**WHAT YOU ARE ASKED TO DO**
Collect every line of the material below that contains the word "bicycle" and copy each one out in full.

--

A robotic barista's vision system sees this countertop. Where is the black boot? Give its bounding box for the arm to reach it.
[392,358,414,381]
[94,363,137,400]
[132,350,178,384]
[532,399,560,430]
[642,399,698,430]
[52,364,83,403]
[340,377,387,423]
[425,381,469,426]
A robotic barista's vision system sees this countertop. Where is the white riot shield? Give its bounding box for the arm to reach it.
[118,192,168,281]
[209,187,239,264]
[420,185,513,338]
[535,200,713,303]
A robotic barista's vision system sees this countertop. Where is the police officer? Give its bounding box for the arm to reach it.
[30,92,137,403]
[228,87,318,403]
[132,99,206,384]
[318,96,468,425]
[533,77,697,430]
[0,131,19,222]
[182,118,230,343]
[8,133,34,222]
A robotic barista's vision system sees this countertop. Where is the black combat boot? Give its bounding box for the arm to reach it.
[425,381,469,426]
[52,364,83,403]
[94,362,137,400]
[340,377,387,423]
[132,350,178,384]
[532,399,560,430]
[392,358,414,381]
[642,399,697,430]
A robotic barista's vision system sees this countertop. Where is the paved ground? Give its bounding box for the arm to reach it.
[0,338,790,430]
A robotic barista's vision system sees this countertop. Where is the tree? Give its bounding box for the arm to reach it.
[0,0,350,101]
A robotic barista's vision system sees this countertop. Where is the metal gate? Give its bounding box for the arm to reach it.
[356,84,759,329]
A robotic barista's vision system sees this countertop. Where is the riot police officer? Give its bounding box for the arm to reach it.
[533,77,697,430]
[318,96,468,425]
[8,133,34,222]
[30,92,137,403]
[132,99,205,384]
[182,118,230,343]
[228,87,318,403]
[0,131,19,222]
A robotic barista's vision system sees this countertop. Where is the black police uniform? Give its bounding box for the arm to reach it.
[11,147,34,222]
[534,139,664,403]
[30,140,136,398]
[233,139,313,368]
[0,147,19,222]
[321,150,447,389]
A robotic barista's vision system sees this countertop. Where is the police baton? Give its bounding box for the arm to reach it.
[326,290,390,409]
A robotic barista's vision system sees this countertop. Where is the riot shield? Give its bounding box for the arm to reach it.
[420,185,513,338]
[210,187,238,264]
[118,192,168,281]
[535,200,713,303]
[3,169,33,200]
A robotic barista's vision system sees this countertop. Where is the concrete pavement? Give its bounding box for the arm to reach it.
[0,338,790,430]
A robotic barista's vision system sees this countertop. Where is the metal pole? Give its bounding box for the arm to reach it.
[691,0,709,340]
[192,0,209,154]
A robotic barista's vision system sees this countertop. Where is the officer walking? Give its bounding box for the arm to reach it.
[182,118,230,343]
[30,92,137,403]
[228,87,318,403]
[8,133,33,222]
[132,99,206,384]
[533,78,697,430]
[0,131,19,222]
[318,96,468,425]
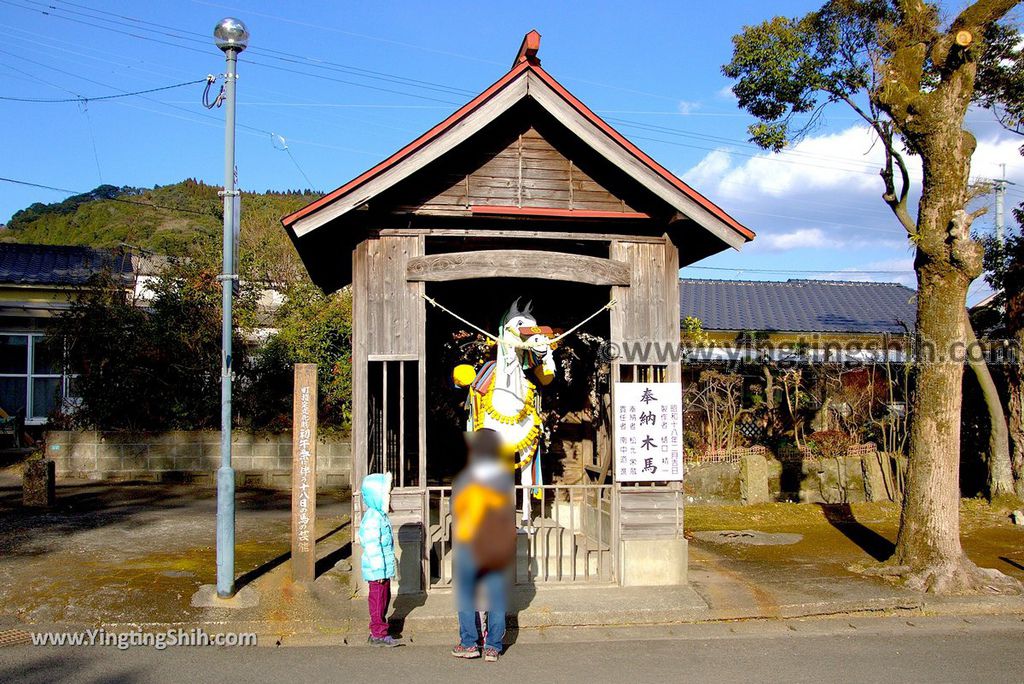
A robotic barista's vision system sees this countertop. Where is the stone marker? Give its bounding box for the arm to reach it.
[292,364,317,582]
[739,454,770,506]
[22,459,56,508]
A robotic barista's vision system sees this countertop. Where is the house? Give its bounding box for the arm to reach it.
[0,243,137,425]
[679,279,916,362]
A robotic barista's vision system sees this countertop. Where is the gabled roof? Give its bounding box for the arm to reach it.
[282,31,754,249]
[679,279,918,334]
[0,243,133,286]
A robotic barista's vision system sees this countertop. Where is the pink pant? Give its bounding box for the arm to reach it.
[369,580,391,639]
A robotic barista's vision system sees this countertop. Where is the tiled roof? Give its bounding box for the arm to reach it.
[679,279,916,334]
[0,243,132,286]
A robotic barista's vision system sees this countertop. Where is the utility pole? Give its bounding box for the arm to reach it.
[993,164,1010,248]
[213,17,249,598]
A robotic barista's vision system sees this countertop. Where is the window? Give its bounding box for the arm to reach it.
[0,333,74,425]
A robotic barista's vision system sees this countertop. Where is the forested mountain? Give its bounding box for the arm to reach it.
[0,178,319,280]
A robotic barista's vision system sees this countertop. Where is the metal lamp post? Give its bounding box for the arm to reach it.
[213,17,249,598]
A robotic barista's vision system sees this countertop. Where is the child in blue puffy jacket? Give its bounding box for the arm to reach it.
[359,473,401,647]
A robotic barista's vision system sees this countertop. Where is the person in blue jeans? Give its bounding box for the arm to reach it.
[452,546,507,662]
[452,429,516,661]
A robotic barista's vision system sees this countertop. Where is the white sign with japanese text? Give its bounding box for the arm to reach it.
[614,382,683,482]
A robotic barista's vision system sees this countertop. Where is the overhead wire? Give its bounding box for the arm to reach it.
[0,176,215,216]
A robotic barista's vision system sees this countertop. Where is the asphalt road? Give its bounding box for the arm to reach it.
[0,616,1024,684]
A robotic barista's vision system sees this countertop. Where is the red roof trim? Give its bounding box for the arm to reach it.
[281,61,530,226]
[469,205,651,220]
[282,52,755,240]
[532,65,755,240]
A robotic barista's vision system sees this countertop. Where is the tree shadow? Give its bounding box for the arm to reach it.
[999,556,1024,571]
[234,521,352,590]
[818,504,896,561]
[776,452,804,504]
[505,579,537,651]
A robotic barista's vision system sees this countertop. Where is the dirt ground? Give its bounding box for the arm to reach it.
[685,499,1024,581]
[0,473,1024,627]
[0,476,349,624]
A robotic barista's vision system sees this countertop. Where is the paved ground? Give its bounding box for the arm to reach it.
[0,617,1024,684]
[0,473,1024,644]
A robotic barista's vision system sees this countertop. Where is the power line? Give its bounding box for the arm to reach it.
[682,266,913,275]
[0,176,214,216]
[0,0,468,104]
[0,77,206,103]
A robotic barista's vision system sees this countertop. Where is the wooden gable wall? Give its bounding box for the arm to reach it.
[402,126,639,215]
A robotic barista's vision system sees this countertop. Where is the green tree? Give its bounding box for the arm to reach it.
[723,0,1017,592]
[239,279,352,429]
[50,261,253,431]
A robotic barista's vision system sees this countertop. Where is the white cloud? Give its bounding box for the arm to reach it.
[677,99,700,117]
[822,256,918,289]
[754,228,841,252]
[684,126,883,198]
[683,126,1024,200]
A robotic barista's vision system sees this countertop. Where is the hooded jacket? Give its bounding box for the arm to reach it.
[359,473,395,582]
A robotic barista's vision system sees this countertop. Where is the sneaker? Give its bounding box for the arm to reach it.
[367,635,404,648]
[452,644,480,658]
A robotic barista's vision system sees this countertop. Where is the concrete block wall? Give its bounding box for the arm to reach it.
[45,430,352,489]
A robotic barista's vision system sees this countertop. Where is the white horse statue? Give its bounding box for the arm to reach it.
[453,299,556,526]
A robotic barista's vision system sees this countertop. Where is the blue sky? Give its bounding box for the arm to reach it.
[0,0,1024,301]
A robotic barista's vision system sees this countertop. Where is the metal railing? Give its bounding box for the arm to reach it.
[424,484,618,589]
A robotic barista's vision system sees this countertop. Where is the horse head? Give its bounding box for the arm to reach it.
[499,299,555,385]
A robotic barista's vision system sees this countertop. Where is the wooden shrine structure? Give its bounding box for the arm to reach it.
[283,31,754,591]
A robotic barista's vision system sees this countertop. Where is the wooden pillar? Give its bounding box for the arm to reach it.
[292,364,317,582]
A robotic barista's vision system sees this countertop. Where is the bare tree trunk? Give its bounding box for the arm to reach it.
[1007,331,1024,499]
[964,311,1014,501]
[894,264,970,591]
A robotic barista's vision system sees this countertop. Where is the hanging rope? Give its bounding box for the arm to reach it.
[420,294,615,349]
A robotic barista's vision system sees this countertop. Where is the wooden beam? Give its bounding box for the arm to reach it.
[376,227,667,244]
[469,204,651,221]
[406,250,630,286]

--

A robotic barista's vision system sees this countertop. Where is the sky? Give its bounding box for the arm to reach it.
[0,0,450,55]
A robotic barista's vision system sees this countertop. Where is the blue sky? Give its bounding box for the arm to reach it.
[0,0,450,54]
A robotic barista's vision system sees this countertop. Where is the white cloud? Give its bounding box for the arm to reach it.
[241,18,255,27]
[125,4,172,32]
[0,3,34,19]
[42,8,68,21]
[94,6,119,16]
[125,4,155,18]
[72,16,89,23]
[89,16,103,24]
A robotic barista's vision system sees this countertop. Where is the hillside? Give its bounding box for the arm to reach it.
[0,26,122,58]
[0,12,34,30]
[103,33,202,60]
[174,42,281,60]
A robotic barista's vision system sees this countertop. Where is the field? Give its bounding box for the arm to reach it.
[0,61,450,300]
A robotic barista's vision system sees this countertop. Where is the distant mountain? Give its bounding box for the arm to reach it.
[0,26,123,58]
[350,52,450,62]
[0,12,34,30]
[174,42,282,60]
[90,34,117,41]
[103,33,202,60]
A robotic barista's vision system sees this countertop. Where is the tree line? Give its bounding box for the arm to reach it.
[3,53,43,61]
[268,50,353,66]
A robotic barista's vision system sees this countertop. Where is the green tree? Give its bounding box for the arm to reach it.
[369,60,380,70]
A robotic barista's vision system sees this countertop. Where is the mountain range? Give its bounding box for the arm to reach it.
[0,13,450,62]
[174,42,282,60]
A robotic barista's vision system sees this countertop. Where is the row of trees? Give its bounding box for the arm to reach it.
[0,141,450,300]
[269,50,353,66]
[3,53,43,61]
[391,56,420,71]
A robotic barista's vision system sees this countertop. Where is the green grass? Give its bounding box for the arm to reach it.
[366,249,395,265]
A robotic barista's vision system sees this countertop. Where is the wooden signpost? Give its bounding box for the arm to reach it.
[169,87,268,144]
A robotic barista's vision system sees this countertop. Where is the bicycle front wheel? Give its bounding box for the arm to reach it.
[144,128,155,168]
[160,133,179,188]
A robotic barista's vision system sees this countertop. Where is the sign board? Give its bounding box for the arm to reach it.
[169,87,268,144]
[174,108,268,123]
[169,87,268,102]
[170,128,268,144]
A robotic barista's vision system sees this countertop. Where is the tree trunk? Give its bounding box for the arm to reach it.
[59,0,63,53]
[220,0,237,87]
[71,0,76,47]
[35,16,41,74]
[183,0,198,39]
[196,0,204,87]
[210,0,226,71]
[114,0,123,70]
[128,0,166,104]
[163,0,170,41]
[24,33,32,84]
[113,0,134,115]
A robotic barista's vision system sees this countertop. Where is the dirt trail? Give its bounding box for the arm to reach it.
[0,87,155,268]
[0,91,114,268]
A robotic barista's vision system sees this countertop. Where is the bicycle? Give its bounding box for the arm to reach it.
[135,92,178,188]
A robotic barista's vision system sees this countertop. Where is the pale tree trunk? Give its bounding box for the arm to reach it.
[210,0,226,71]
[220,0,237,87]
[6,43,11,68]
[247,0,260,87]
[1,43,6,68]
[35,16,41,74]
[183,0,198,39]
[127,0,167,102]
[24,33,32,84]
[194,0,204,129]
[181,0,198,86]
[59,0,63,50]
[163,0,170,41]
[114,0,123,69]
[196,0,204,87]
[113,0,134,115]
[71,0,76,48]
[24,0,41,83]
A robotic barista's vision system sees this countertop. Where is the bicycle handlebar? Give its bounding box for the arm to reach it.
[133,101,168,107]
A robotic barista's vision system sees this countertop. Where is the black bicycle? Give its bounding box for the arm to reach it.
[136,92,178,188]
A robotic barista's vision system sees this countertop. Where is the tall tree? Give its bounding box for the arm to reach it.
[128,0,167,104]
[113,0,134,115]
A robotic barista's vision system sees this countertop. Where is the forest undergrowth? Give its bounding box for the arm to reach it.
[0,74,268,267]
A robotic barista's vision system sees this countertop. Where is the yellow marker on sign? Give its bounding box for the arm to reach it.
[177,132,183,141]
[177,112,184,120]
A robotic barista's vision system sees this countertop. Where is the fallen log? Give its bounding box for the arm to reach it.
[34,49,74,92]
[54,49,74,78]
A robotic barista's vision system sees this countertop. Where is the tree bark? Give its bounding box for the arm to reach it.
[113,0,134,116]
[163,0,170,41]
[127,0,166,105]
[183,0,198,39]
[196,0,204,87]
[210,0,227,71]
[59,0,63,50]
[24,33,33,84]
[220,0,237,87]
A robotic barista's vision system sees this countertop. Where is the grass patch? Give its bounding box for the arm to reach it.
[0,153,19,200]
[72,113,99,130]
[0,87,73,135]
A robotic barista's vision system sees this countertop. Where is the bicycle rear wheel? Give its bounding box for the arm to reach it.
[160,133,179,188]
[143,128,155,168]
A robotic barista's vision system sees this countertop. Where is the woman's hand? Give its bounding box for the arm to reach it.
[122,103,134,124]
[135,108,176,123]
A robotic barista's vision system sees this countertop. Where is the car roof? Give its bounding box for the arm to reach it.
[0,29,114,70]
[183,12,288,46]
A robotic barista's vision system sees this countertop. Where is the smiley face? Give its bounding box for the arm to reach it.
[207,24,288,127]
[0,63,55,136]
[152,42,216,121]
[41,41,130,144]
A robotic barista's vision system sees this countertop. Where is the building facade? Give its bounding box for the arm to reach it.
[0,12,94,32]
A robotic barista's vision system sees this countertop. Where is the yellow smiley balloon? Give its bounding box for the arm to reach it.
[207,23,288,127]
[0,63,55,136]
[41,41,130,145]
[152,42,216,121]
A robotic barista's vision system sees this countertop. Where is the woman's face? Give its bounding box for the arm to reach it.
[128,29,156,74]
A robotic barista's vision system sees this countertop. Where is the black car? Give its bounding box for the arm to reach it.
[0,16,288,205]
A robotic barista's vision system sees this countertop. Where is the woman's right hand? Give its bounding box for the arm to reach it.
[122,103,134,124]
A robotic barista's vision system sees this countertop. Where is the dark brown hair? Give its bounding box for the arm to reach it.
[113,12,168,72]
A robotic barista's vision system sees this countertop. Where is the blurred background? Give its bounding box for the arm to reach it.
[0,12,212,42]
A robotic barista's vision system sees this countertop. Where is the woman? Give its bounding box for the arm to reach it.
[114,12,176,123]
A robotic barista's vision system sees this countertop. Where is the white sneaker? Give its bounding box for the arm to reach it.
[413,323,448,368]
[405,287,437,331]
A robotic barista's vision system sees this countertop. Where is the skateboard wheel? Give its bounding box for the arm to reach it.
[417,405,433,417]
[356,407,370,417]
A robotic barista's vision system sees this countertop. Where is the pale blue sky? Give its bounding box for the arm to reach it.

--

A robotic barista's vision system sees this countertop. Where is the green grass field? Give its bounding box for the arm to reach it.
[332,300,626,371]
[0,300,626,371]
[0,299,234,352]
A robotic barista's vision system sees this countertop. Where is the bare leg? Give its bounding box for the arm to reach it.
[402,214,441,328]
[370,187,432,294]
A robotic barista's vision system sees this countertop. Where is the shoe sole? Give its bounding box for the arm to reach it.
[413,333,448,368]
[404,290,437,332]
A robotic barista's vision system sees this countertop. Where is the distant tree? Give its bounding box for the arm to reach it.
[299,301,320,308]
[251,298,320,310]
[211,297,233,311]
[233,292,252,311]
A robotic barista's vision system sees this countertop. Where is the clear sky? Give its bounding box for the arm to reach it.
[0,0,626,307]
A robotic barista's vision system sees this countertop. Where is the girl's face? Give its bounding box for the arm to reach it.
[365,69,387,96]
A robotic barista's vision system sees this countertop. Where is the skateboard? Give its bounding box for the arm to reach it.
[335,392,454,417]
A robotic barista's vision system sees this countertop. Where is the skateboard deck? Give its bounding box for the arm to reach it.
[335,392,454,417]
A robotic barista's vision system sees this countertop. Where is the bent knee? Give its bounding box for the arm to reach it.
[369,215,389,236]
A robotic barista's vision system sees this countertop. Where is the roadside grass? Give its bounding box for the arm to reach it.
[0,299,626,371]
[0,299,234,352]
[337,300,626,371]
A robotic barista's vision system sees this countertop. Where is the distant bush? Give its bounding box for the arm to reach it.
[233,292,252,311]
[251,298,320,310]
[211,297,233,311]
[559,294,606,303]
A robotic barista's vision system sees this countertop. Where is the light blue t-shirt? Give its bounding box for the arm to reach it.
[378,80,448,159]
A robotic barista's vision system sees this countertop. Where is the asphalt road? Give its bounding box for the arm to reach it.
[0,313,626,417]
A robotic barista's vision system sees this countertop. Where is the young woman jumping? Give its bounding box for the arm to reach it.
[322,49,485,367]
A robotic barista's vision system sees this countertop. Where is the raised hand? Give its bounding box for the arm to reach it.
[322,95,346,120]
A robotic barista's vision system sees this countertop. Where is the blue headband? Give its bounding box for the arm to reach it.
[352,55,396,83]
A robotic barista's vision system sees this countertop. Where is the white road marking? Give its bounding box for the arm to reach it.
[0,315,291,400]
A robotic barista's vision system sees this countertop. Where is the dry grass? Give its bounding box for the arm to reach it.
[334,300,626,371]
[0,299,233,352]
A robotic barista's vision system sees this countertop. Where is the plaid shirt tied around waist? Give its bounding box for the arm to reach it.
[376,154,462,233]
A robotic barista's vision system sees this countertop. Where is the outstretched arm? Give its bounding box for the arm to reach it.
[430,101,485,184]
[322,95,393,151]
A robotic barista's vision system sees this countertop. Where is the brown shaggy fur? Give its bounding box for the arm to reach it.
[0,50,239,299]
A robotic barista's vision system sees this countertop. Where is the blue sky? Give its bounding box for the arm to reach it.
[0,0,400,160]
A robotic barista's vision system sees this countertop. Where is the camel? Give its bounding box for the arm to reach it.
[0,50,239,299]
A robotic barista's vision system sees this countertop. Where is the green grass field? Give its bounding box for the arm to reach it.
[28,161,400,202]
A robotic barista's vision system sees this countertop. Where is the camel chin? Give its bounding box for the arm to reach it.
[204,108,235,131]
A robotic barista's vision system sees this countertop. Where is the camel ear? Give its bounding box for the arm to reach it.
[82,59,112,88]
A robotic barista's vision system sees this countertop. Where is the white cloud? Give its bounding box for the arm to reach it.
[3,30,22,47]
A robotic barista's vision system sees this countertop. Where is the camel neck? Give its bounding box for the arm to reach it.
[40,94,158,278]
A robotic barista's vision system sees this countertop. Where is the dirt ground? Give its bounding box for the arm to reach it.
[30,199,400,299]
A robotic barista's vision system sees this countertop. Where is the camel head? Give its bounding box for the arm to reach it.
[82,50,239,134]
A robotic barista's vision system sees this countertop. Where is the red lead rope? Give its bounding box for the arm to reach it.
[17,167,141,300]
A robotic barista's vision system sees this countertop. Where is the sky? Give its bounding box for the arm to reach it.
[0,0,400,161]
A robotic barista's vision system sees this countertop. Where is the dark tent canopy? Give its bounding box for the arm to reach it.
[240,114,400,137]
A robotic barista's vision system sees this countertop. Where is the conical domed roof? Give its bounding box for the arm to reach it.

--

**ANSWER TO THIS PROBLEM**
A robotic barista's vision system sees this countertop. Where is the bicycle front wheel? Give its bounding box for the arm to reach it.
A robotic barista's vision system sees this countertop. Where is the bicycle? Give its bounding box for the arm to reach it.
A robotic barista's vision system sees this countertop. Where is the bicycle handlebar? Give its bounding box for the arm to reach it.
A robotic barista's vision system sees this countertop. Where is the black bicycle? Give its bounding box for the arm to reach it.
A robotic barista's vision system sees this countertop. Where is the bicycle rear wheel? Give its bounding box for the arm to reach it.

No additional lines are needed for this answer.